* **Work request**:
Please print exactly the lines below, from the start of the material up to and including the line with "Give the outline of every instance of the foliage.", but none of the pictures.

* **Data provided**:
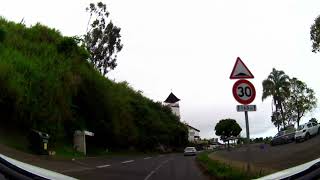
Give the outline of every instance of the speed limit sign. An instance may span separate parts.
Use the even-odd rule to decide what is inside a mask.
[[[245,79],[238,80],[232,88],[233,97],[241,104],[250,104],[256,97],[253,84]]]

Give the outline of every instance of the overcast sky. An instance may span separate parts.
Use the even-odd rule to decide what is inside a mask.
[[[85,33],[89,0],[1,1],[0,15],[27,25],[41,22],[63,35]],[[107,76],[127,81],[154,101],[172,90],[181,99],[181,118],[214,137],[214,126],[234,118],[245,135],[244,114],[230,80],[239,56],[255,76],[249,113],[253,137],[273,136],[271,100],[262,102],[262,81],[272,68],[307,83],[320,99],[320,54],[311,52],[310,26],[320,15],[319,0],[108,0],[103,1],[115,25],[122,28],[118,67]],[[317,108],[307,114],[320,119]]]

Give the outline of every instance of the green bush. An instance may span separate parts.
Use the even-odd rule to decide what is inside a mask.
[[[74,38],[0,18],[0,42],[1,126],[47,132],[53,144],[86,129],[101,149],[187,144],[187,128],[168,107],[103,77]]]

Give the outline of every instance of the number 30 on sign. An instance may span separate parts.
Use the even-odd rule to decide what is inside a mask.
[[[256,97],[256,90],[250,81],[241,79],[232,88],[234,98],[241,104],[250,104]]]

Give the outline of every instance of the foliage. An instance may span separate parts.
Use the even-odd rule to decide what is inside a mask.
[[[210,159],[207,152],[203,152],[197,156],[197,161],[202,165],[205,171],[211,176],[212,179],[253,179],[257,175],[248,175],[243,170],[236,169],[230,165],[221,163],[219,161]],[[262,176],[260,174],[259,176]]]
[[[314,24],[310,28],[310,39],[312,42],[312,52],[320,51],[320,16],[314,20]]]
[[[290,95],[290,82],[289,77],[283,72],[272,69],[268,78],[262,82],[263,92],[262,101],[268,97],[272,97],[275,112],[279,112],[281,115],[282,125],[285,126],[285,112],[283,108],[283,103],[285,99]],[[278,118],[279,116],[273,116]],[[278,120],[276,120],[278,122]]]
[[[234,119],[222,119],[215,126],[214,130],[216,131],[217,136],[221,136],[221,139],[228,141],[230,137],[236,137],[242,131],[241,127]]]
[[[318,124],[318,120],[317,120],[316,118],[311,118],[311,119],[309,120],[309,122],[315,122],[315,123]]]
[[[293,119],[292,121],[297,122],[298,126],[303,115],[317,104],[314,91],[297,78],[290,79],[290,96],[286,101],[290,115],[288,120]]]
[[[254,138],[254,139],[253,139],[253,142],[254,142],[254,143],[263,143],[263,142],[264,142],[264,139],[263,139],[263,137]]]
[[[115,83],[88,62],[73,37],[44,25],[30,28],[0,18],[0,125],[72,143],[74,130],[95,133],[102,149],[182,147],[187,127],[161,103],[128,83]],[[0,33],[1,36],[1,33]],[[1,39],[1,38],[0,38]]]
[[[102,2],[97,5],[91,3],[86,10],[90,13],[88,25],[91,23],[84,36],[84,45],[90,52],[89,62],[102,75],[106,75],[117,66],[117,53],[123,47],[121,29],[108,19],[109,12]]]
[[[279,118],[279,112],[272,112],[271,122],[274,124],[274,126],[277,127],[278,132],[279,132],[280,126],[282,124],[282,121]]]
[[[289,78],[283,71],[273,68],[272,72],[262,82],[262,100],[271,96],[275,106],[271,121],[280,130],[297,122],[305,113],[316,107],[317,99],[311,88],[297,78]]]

* **Response area**:
Give the outline of every instance of the speed limit sign. An instance may span separate parts.
Use the even-odd rule to decide what is inside a mask.
[[[245,79],[238,80],[232,88],[233,97],[241,104],[250,104],[256,97],[253,84]]]

Give the outline of every instance of the overcast sky. An instance may span separate parts.
Use the even-odd rule to decide what is inside a mask.
[[[85,33],[89,0],[1,1],[0,15],[27,25],[41,22],[63,35]],[[107,76],[127,81],[154,101],[172,90],[181,99],[181,118],[214,137],[214,126],[234,118],[245,135],[244,114],[230,80],[239,56],[255,76],[249,113],[253,137],[273,136],[271,100],[262,102],[262,81],[272,68],[307,83],[320,99],[320,54],[311,52],[310,26],[320,15],[319,0],[108,0],[103,1],[115,25],[122,28],[118,67]],[[317,108],[307,114],[320,119]]]

Give the outline of every instance of the green bush. An instance may span separate parts.
Use the even-odd rule to decide what is inside a mask.
[[[74,38],[0,18],[0,42],[1,126],[47,132],[53,144],[86,129],[101,149],[187,144],[187,128],[168,107],[103,77]]]

Give the outline of every instance of the number 30 on sign. An instance may span separate parts.
Use the even-odd rule to decide what is inside a mask.
[[[256,97],[256,90],[250,81],[241,79],[232,88],[234,98],[241,104],[250,104]]]

Give the outline of every instance of the foliage. An instance may span separate parts.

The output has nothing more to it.